Adam,

I appreciate the email and think you raise some great points. It's all stuff
that we aspire to be able to do and things that I think foster great
developer ecosystems. We are currently growing the developer advocate team
to get poor Matt and Taylor some help (
https://twitter.com/job.html?jvi=o5DxVfwU,Job).

Please send along any recommendations of people you think would be a great
fit for the role. We have a few more people starting in two months which I
think will make a big difference.

Ryan

--
Ryan Sarver
@rsarver <http://twitter.com/rsarver>



On Mon, Mar 14, 2011 at 6:44 AM, Adam Green <140...@gmail.com> wrote:

> First of all, I honestly believe that Twitter HQ values developers and
> appreciates their contribution. That is why I decided to devote myself
> to this area a couple of years ago. I was amazed that when a dev
> reported a problem the engineer responsible replied here and tried to
> solve it. That is better than any big product I know of today. That is
> why you have so many developers putting in all this work.

• [ROWS]
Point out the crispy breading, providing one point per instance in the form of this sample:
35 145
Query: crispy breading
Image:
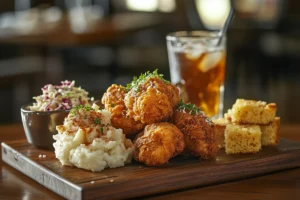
198 131
113 101
153 101
158 143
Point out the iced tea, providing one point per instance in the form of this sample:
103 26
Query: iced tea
198 69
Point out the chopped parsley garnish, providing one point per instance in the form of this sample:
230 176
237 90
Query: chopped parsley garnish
192 108
136 82
97 121
75 109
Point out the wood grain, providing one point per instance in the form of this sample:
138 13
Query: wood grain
136 180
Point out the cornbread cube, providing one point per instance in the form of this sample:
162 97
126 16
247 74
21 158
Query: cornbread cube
270 133
252 112
219 129
242 139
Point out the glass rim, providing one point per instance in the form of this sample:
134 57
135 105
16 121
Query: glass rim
193 35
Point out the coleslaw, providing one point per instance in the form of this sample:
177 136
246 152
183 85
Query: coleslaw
60 97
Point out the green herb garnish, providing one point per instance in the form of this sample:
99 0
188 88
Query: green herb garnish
192 108
75 109
88 108
97 121
136 82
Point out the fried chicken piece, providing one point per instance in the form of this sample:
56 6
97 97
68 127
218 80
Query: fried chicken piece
152 101
198 131
158 143
113 101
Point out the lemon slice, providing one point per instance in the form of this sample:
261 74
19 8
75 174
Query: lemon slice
209 61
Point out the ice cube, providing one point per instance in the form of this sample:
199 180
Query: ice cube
193 54
210 60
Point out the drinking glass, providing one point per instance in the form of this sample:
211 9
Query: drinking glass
197 66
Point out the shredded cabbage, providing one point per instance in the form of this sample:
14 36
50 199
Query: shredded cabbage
60 97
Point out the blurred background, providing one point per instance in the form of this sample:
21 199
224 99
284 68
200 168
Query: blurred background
100 42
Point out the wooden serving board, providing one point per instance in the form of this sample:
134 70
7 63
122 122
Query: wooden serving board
135 180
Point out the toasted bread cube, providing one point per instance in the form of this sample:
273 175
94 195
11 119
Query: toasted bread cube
219 128
242 139
252 112
270 133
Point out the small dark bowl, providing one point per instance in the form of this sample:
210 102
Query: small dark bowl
40 126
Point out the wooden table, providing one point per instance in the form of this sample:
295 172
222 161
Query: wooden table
280 185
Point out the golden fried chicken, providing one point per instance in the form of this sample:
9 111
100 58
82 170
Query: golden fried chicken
151 99
113 101
158 143
198 131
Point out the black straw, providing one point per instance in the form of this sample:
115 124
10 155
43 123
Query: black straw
226 25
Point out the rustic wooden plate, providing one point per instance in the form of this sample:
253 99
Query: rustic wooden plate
137 180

• [SET EXERCISE A]
Please transcribe the email about Twitter's developer team, everything from "On Mon, Mar" down to "all this work.".
• [SET EXERCISE B]
In the email about Twitter's developer team, which team does Ryan say is currently being grown?
• [SET EXERCISE C]
Write the next part of the email about Twitter's developer team, picking up after its final line.

• [EXPECTED OUTPUT A]
On Mon, Mar 14, 2011 at 6:44 AM, Adam Green <140...@gmail.com> wrote:

> First of all, I honestly believe that Twitter HQ values developers and
> appreciates their contribution. That is why I decided to devote myself
> to this area a couple of years ago. I was amazed that when a dev
> reported a problem the engineer responsible replied here and tried to
> solve it. That is better than any big product I know of today. That is
> why you have so many developers putting in all this work.

• [EXPECTED OUTPUT B]
The developer advocate team.

• [EXPECTED OUTPUT C]
>
> I also believe that the last few announcements from Ryan and others
> have been the worst examples of third party developer management I
> have seen in 30 years in this business. I can see what Ryan wanted to
> accomplish in his latest message. He wanted to provide guidance. He
> ended up telling us that Twitter no longer wanted anyone to build
> clients, didn't explain clearly what a "client" meant to him, and
> pointed out that hundreds of apps that fail to meet his undefined
> "high bar" were cut off every week. Not good. Sorry, Ryan. You are
> right. You are not good at communicating with third party developers.
> At least not in written form. You look like a very cool guy with a lot
> of personal charm. Maybe it works better in person. You should spend
> some time talking directly to developers in small groups. It might
> help you develop some canned responses that work.
>
> Here is a simple way this could have been prevented. If you had a
> developer relations person with experience and skills in dealing with
> third party developers, who have completely different motivations from
> in-house coders, he or she could have quietly passed around a draft of
> what you wanted to say. This would have gotten very strong negative
> reactions. You would have been able to reformulate it to strip out the
> implied threats and turn it into a positive roadmap. It could have
> been framed as "Here are some areas we promise to leave open for
> developers. If you work here, we will give you all kinds of extra
> support and promotion."
>
> Here is another simple way this could have been prevented. Create an
> advisory board of developers. Rotate people through it every 6-12
> months. Let them vet announcements in advance. Let them respond to the
> questions. It works in every other company I have worked with.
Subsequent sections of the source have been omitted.